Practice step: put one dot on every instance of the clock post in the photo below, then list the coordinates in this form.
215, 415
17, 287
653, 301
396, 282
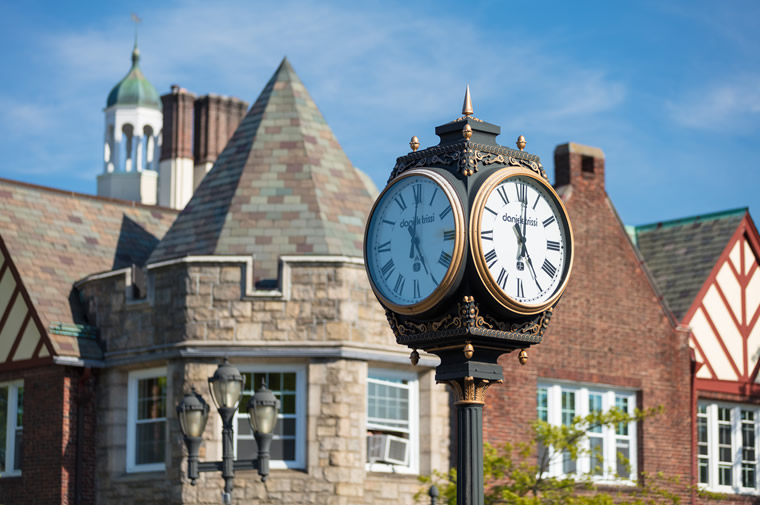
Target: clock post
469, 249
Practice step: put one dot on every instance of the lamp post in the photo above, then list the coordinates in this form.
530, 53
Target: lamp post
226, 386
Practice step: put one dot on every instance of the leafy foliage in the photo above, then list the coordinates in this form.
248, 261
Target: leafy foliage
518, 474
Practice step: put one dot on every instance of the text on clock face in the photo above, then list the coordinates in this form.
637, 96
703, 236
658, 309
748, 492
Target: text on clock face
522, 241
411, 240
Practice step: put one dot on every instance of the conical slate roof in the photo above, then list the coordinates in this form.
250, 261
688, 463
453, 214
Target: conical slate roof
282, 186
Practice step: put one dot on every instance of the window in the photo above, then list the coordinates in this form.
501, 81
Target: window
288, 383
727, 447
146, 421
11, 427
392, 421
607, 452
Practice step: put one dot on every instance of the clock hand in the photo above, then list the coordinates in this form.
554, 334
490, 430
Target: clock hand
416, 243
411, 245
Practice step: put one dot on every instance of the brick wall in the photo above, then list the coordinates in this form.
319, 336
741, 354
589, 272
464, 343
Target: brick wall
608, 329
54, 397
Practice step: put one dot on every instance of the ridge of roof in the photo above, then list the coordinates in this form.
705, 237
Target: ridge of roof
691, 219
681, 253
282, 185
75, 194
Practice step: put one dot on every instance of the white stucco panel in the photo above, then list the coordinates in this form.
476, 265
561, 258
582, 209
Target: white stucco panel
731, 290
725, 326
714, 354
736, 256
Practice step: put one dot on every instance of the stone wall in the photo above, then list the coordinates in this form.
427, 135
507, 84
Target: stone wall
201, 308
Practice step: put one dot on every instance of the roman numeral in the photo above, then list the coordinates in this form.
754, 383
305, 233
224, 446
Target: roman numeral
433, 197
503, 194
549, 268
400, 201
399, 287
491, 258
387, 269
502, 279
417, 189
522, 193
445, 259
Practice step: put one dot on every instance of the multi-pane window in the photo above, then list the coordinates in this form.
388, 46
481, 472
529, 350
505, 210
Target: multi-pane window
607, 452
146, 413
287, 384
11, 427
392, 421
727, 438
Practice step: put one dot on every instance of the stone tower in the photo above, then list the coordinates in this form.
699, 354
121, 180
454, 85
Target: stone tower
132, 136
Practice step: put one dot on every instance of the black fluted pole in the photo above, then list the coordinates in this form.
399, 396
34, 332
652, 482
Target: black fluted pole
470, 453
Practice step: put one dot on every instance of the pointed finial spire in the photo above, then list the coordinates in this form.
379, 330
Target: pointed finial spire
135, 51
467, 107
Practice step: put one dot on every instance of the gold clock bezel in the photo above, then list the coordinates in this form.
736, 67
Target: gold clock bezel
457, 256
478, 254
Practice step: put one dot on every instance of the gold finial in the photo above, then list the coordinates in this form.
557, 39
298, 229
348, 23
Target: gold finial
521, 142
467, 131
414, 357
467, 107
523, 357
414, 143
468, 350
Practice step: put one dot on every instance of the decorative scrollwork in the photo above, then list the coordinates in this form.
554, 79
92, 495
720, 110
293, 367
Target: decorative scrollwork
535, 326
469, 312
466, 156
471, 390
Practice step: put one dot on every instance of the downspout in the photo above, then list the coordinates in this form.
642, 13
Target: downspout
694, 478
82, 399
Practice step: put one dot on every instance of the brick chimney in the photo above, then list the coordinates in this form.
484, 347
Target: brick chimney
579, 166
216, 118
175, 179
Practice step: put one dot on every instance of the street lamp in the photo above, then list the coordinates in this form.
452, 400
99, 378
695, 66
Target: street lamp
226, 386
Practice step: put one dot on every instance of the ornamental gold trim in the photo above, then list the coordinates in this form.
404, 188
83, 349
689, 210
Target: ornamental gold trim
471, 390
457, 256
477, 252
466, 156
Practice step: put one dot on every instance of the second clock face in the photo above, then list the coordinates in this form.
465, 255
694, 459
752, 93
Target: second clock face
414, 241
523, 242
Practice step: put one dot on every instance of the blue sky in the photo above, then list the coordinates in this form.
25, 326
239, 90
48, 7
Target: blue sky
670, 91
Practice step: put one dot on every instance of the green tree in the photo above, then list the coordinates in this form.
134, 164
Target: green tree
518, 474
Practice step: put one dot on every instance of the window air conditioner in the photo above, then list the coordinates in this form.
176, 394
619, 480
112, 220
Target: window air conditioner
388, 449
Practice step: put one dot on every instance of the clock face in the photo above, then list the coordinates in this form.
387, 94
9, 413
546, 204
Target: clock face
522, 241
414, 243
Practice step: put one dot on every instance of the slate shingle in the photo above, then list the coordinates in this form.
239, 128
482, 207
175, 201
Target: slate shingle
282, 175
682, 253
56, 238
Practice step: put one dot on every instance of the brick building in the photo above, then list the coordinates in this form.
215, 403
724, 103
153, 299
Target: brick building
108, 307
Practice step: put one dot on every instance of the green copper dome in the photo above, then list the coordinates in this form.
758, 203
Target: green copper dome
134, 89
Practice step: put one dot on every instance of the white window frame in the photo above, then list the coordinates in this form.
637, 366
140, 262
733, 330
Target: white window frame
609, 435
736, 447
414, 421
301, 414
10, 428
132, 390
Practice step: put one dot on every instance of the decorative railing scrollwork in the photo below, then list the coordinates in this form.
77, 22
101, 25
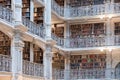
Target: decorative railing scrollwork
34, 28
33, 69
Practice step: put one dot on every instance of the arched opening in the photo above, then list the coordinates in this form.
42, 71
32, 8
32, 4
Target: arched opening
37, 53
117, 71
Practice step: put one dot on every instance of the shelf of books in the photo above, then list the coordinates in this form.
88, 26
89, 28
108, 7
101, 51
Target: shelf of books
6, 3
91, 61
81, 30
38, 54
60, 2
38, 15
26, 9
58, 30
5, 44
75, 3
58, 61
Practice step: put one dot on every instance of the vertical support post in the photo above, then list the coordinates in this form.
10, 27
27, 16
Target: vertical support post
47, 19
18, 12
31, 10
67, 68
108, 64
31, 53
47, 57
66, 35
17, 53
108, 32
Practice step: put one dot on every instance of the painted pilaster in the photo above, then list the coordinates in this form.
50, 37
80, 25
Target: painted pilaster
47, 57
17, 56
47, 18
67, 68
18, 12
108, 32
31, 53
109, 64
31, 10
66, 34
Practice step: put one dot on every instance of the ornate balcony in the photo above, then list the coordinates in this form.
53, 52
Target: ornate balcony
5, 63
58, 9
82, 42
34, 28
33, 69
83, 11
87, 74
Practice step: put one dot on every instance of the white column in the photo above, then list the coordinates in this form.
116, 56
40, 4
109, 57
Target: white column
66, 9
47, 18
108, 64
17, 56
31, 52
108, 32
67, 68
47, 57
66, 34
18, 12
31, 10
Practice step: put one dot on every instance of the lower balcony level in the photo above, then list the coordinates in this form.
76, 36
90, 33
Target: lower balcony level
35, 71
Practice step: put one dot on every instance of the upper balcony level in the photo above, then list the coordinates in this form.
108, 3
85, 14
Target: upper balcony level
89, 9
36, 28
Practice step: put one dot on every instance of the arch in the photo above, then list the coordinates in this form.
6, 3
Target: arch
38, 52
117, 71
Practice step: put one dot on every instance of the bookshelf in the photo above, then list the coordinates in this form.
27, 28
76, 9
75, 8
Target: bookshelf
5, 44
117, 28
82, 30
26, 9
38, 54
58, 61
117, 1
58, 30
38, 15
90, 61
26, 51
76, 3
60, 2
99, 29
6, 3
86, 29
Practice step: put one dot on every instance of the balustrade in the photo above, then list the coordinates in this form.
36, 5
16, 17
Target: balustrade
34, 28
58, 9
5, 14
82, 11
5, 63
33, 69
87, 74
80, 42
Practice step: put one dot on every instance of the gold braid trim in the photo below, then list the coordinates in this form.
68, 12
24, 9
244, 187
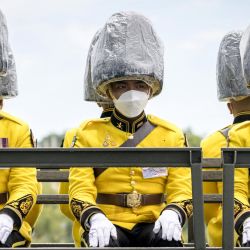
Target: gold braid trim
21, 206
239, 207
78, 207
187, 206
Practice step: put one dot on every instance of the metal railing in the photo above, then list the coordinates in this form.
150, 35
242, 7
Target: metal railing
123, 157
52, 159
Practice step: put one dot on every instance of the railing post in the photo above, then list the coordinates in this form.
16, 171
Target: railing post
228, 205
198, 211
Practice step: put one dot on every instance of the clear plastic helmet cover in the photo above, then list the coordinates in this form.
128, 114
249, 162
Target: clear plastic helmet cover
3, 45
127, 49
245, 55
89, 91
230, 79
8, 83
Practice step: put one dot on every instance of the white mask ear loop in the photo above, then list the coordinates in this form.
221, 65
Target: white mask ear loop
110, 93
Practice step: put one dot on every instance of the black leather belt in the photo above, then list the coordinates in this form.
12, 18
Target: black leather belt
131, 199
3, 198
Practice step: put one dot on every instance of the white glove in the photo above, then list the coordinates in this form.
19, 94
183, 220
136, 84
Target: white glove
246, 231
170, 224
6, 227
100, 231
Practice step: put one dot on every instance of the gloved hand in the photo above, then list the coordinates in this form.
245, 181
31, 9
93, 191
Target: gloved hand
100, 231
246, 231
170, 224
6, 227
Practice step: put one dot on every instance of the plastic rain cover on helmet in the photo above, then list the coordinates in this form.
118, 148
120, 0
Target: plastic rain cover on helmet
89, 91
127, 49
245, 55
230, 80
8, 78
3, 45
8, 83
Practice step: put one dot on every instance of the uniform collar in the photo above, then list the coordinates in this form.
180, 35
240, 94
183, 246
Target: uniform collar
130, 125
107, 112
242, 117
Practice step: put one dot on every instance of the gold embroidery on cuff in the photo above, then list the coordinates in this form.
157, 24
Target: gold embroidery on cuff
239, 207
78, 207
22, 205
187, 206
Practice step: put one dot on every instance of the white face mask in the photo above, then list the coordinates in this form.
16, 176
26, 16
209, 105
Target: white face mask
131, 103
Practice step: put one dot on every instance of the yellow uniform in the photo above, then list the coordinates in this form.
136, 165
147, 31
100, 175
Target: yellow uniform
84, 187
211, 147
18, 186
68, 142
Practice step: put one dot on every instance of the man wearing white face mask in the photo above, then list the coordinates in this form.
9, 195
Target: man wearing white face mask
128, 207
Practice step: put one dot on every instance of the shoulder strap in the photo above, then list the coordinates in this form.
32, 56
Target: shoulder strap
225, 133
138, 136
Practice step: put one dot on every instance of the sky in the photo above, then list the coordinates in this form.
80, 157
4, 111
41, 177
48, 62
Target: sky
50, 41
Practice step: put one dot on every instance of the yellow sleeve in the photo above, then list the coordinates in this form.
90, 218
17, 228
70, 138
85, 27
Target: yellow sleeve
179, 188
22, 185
**********
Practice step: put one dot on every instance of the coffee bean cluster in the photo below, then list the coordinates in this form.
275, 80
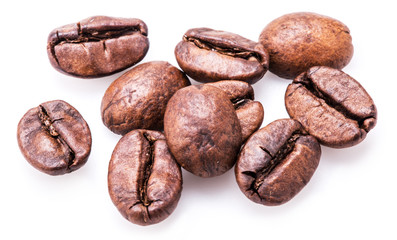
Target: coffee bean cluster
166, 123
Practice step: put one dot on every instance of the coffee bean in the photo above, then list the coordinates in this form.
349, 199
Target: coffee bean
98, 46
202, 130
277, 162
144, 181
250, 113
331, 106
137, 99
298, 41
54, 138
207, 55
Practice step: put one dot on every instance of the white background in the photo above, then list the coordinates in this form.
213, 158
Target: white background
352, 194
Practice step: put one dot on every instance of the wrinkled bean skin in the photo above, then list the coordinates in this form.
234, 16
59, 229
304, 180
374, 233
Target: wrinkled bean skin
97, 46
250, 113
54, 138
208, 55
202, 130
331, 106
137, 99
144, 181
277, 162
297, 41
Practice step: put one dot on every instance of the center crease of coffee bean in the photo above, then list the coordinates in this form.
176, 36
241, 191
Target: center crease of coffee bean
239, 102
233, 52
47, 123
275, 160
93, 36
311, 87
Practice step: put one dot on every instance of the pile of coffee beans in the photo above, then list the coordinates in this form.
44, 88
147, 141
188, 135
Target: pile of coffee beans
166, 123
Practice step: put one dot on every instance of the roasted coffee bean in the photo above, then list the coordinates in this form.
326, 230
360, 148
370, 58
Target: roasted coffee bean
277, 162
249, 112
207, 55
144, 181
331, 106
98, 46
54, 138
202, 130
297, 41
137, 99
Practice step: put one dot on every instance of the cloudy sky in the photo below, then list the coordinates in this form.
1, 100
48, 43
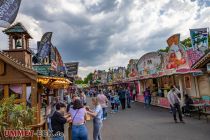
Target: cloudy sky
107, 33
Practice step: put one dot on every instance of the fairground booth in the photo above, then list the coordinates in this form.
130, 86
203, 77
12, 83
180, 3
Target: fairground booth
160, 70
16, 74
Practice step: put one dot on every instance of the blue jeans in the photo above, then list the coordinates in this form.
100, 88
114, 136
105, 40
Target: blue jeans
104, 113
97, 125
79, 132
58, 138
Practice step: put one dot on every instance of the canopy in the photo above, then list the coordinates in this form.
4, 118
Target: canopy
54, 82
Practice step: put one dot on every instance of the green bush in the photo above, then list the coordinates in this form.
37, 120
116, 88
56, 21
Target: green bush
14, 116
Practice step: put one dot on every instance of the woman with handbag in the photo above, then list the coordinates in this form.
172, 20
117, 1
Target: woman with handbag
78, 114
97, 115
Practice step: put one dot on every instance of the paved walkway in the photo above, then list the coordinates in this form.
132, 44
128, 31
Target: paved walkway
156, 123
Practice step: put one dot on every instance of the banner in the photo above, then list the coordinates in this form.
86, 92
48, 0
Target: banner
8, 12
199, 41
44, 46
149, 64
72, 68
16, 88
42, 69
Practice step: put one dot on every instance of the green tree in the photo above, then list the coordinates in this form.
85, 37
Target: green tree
**********
The problem » Which lines of the material above contain the string "chimney"? List each of those lines in full, with case counting in the match.

Solution to this exercise »
Practice step: put one dot on every instance of the brick chimney in the photo above, then list the coordinates in this form.
Target: brick chimney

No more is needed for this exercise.